## SELECTED EXCERPT
──────────────────────────────
IIRC, any (?) emergency room has to see you regardless of insurance, but that’s not necessarily the case if you require admission. (I don’t handle billing. If there’s a big question about this, I can ask a friend in billing in my department what she knows about it.) A lot of underinsured/uninsured people go to County because they have to take care of you, though they will send you a bill later. What I’d heard at my previous job, though, was that they weren’t as aggressive as other hospitals in collecting/sending patients to collections/whatever. Just hearsay, though.
I didn’t have time to finish my story this morning - my brother-in-law went to County’s ER earlier in the year; he had no health insurance either. I told the whole story in episodes in my LJ; let me try to condense it here. He was admitted to the ER for coughing/spitting up blood. I don’t know how long it was before he was seen, but there wasn’t a complaint about that from my SIL so I’m assuming it was reasonable. They admitted him with alcoholic hepatitis (basically liver failure due to alcohol abuse), and at the time said that his family had better be notified, to the extent of calling his parents which he was mostly estranged from, because there were concerns he wouldn’t last more than a day. He did last longer than that, and my SIL spent a lot of time there with him. She complained of how it seemed like the resident who was handling a lot of the care was almost contemptuous of her patient - yeah, OK, so he blew out his liver from drinking, but he held down a job, wasn’t abusive or neglectful, and was a kind, caring, very decent human being who regardless of why still needs medical care. She got different prognoses between the people involved with his care (or sometimes from the same person, without any explanation about why the change), and was concerned that they didn’t seem to be doing much for him. She worked at yet another hospital in Chicago (not County, not mine), and called a doctor in her department who had privileges at County. He came over to see my BIL, and according to her, his care suddenly changed quite a bit.
──────────────────────────────
## EXERCISE DETAILS
Reproduce the part of the post about the County ER starting at "IIRC, any (?)" and ending at "Just hearsay, though.". The rows that follow come from a separate source.

## EXCERPTED DATA
──────────────────────────────
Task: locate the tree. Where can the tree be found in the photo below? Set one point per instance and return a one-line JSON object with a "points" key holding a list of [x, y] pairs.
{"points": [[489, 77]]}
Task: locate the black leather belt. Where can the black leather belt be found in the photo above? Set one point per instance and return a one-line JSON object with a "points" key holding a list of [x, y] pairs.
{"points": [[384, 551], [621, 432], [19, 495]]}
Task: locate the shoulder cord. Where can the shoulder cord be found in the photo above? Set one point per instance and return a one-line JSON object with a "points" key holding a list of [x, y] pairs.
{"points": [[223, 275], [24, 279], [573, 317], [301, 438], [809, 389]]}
──────────────────────────────
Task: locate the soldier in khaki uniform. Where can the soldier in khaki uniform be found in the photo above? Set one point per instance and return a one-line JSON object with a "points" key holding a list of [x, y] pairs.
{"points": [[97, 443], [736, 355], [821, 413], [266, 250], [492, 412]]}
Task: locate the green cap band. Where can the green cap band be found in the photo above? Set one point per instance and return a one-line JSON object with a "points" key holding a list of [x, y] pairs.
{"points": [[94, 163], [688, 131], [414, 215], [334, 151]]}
──────────────────────────────
## SOLUTION TO THIS EXERCISE
IIRC, any (?) emergency room has to see you regardless of insurance, but that’s not necessarily the case if you require admission. (I don’t handle billing. If there’s a big question about this, I can ask a friend in billing in my department what she knows about it.) A lot of underinsured/uninsured people go to County because they have to take care of you, though they will send you a bill later. What I’d heard at my previous job, though, was that they weren’t as aggressive as other hospitals in collecting/sending patients to collections/whatever. Just hearsay, though.